# OPDRACHT A:
Welke namen van gebieden en locaties staan in het tekstfragment over de bevoegdheid voor de baggerwerkzaamheden? Noem ze allemaal.

==== TEKSTFRAGMENT ====

De werkzaamheden worden uitgevoerd gedurende twee weken in de periode 1 augustus 2025 tot en met 31 juli 2026.

 

1.2. Bevoegdheid

De aangevraagde activiteiten vinden plaats op het grondgebied van de provincie Fryslân. De aangevraagde activiteiten vallen gedeeltelijk onder de uitzonderingen van de bevoegdheid, zoals weergegeven in het Omgevingsbesluit. Het betreft één activiteit, waarvoor één besluit op grond van de Omgevingswet wordt verleend.

Op basis van art. 5.10, lid 1 sub e OW zijn de Gedeputeerde Staten van de provincie Fryslân bevoegd om te beslissen op uw vergunningaanvraag, voor zover het betreft: baggerwerkzaamheden vanaf een hoofdvaarweg naar het gasproductieplatform Zuidwal in de Waddenzee. Daarom stem ik mijn besluit af met de Gedeputeerde Staten van de provincie Fryslân middels een instemmingbesluit (bijlage 3).

De exacte wetsteksten zijn te raadplegen op www.overheid.nl onder 'wet- en regelgeving'.

====

# OPDRACHT B:
Tel in de records de regels die de string "every" bevatten. Hoeveel zijn het? Geef alleen het getal.

==== TE VERWERKEN GEGEVENS ====

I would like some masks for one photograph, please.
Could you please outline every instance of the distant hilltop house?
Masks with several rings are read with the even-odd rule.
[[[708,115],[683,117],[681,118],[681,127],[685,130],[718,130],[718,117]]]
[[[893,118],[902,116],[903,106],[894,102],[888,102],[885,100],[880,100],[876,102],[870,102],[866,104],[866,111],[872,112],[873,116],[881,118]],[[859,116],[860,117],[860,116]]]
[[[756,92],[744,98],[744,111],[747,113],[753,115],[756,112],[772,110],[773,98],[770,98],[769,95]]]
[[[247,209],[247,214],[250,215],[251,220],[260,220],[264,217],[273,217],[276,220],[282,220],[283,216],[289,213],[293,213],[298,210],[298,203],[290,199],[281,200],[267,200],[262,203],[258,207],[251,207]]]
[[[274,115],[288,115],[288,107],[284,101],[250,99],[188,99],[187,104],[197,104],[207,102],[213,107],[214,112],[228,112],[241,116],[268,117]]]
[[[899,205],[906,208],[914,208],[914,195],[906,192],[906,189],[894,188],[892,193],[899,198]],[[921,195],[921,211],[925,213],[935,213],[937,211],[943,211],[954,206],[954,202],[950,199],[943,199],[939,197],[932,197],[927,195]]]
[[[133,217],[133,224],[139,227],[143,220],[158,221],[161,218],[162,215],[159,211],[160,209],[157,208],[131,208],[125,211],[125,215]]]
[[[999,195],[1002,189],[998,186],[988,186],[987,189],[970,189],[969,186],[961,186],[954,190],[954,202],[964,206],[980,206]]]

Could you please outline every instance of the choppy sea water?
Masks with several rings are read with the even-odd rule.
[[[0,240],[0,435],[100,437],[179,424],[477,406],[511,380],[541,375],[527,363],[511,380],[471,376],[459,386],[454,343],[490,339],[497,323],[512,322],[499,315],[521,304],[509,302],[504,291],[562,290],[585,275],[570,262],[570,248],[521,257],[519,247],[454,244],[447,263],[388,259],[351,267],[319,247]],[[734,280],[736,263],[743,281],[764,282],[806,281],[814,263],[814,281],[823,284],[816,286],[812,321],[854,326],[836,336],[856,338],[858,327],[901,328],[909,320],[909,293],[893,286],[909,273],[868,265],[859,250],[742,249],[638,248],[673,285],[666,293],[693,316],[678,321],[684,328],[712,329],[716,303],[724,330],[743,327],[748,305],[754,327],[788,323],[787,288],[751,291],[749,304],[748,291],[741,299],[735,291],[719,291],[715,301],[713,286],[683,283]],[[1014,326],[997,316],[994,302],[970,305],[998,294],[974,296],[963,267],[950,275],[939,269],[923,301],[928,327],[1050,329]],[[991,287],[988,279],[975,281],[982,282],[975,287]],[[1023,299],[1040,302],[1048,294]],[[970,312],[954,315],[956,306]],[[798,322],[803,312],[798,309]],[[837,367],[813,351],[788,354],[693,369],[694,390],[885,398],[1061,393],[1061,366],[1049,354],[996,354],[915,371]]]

====

# ANTWOORD A:
- Fryslân (provincie)
- Zuidwal (gasproductieplatform)
- Waddenzee

# ANTWOORD B:
2